▶ [Requirement]:
Reproduce the records below verbatim, everything from the line containing "mark the region of every instance of the white placard" down to the line containing "100 106 L 106", both of those lines included.

▶ [Entries taken from a collection]:

_ _ _ _ _

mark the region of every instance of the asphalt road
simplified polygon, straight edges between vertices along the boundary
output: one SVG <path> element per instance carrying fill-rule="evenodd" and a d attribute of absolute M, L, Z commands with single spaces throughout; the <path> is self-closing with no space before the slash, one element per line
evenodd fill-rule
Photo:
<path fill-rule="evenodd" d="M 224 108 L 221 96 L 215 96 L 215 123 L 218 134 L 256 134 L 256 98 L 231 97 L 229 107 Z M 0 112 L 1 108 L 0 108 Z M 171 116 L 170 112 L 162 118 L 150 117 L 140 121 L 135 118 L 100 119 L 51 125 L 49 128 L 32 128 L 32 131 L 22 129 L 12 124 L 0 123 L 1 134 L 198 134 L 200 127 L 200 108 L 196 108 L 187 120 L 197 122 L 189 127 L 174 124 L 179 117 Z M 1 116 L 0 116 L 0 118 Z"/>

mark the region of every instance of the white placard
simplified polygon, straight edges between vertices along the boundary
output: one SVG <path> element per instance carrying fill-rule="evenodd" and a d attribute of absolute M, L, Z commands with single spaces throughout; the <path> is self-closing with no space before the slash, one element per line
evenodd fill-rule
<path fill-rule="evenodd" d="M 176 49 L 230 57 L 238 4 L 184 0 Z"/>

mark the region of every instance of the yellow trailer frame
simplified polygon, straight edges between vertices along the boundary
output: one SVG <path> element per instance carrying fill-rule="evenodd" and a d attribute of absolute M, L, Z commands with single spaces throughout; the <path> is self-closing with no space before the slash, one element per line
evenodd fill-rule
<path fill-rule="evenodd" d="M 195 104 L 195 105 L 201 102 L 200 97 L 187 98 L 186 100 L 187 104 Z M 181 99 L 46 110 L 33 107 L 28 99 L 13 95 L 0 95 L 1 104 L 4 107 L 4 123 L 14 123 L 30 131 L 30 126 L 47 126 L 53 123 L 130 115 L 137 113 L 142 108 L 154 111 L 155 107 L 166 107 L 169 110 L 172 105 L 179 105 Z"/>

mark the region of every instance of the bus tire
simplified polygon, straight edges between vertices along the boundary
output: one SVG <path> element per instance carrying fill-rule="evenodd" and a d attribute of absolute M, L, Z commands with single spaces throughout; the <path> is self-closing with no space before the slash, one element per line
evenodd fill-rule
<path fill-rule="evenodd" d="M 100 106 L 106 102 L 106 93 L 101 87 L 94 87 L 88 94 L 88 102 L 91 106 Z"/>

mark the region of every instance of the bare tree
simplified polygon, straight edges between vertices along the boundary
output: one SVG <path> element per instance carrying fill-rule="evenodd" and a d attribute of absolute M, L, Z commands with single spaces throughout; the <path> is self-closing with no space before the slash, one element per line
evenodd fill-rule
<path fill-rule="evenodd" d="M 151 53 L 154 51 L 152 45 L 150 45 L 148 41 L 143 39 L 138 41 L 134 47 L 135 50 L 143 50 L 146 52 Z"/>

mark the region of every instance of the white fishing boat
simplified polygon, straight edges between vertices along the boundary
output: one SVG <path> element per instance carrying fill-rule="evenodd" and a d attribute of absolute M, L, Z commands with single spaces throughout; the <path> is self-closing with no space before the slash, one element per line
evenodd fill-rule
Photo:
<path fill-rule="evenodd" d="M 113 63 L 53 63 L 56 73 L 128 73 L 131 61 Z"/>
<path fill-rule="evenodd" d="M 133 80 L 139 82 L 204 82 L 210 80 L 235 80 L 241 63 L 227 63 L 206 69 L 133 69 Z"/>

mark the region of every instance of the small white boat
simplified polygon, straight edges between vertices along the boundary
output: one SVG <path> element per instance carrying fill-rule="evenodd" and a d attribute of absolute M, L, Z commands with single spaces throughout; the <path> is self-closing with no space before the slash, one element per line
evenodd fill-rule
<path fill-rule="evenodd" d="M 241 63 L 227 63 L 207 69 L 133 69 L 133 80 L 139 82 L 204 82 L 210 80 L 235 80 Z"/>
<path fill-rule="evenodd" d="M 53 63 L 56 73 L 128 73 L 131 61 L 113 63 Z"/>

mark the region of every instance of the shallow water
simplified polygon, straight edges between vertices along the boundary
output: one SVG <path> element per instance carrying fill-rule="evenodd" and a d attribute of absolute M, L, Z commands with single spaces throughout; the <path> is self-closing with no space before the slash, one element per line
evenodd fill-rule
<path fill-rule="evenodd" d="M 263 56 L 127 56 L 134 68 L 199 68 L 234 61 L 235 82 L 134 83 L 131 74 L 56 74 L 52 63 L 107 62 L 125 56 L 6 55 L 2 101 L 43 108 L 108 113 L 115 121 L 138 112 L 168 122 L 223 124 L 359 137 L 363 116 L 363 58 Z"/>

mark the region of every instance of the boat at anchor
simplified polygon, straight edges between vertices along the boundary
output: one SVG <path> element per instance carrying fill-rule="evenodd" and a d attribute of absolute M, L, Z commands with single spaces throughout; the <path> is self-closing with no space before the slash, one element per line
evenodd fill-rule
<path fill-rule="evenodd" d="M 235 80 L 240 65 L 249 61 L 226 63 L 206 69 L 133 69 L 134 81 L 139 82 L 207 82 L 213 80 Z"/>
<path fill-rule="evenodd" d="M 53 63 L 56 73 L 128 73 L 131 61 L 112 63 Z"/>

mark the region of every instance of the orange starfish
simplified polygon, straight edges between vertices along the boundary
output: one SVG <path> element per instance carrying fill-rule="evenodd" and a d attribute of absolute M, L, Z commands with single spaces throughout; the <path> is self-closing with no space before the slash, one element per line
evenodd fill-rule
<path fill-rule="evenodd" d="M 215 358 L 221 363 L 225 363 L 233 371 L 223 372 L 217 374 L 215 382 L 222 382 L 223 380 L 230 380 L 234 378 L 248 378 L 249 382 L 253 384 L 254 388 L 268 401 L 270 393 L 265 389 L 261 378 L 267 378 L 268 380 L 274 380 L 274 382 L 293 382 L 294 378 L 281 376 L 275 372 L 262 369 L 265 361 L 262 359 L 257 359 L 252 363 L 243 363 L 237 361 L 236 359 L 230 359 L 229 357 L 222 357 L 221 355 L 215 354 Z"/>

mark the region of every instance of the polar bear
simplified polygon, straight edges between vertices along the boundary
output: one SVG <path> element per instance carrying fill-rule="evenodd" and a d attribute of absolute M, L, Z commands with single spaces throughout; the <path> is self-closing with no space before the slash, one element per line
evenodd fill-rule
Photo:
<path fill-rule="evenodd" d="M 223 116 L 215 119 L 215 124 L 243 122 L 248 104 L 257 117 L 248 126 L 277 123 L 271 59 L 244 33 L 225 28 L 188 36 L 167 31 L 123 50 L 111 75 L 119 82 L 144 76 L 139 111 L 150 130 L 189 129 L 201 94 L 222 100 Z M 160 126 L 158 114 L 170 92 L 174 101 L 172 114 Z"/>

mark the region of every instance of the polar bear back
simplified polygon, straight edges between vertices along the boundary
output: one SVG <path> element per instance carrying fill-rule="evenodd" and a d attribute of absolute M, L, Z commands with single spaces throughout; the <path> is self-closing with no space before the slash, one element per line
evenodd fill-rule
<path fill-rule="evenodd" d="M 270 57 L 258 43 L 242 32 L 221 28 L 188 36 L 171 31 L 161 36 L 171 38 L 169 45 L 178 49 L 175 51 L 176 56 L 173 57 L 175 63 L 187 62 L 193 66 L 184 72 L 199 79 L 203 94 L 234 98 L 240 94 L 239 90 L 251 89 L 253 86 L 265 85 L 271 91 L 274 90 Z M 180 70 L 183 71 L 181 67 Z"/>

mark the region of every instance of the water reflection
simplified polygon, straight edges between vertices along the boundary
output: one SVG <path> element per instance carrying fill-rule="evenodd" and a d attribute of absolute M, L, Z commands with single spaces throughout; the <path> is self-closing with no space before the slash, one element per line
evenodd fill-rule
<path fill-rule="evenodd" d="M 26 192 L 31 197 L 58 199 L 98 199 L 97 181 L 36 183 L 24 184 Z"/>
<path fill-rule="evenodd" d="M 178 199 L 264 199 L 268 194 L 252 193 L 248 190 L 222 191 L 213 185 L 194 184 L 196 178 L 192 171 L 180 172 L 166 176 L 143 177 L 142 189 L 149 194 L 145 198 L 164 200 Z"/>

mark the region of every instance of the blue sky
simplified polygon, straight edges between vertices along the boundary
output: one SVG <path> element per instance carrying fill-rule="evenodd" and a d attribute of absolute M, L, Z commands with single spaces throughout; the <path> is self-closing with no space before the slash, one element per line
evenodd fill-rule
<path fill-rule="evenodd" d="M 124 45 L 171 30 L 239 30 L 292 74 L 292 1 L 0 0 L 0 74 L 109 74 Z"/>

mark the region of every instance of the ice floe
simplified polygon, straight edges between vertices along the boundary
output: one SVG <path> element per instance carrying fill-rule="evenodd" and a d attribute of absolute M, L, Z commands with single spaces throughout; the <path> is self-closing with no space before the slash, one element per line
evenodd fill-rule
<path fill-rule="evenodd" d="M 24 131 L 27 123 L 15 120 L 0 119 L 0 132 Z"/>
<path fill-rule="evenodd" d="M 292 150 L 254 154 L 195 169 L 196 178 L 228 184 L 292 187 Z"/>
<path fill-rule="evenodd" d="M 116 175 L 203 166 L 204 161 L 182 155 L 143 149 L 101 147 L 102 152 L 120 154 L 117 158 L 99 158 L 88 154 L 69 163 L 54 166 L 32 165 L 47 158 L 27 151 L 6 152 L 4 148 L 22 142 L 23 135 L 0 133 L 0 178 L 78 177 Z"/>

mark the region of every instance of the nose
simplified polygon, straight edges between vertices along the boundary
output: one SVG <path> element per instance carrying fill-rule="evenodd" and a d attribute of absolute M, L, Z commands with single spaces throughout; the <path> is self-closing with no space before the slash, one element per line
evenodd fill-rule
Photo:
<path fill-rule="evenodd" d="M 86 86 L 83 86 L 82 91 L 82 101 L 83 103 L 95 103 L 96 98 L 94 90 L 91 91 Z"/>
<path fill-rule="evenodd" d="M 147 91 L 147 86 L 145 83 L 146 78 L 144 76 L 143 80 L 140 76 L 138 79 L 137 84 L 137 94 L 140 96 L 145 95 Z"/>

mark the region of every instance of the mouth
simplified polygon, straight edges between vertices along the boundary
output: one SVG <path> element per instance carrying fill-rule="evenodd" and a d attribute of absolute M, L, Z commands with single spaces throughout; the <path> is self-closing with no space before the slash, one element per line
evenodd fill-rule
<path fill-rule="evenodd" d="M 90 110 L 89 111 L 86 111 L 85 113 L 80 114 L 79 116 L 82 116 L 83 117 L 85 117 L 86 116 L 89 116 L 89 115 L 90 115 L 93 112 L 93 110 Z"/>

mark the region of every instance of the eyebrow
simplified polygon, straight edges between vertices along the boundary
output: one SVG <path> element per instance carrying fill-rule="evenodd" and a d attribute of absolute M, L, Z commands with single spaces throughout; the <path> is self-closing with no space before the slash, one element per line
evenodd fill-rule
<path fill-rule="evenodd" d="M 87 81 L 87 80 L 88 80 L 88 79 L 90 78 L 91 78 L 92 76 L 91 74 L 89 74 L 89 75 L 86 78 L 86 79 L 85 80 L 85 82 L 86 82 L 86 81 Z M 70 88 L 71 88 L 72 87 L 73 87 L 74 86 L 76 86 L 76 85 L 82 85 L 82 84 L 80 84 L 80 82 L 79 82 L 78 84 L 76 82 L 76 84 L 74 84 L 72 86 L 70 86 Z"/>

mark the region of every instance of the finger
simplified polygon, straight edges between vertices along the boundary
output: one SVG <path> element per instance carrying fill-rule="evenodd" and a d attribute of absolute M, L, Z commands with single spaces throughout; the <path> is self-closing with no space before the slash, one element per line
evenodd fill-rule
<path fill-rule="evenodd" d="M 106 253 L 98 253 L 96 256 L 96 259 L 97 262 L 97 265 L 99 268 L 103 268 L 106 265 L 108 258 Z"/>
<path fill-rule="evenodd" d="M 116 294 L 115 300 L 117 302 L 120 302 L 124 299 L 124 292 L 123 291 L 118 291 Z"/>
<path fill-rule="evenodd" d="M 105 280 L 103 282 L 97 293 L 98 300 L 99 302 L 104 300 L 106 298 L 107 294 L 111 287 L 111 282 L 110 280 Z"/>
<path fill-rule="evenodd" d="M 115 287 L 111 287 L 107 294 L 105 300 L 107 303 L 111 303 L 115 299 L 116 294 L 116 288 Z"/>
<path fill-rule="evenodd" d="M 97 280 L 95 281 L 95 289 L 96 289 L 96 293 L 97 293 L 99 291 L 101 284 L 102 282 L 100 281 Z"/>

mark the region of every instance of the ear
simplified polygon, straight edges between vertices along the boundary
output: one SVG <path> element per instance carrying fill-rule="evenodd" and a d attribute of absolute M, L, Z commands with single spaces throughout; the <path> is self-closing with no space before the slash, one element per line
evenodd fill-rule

_ _ _ _ _

▶ [Written solution]:
mark the region of every instance of the white placard
simplified polygon, straight edges between vertices along the boundary
output: one SVG <path> element per instance carrying fill-rule="evenodd" and a d attribute of absolute M, L, Z commands with single spaces throughout; the <path> is self-closing with no space before the slash, one element per line
evenodd fill-rule
<path fill-rule="evenodd" d="M 176 49 L 230 57 L 238 4 L 184 0 Z"/>

mark the region of every instance of the yellow trailer frame
simplified polygon, straight edges between vertices along the boundary
output: one SVG <path> element per instance carrying fill-rule="evenodd" and a d attribute of absolute M, L, Z commands with single spaces throughout; the <path> is self-closing with no space before the slash, one element per line
evenodd fill-rule
<path fill-rule="evenodd" d="M 195 104 L 195 105 L 201 102 L 200 97 L 187 98 L 186 100 L 187 104 Z M 181 99 L 46 110 L 33 107 L 28 99 L 13 95 L 0 95 L 1 104 L 4 107 L 4 123 L 14 123 L 30 131 L 30 126 L 47 126 L 53 123 L 130 115 L 137 113 L 142 108 L 154 111 L 155 107 L 166 107 L 169 110 L 172 105 L 179 105 Z"/>

mark the region of every instance of the bus tire
simplified polygon, straight edges between vertices along the boundary
output: one SVG <path> element per instance carrying fill-rule="evenodd" and a d attribute of absolute M, L, Z commands with single spaces throughout; the <path> is self-closing with no space before the slash, one element per line
evenodd fill-rule
<path fill-rule="evenodd" d="M 100 106 L 106 102 L 106 93 L 101 87 L 94 87 L 88 94 L 88 102 L 91 106 Z"/>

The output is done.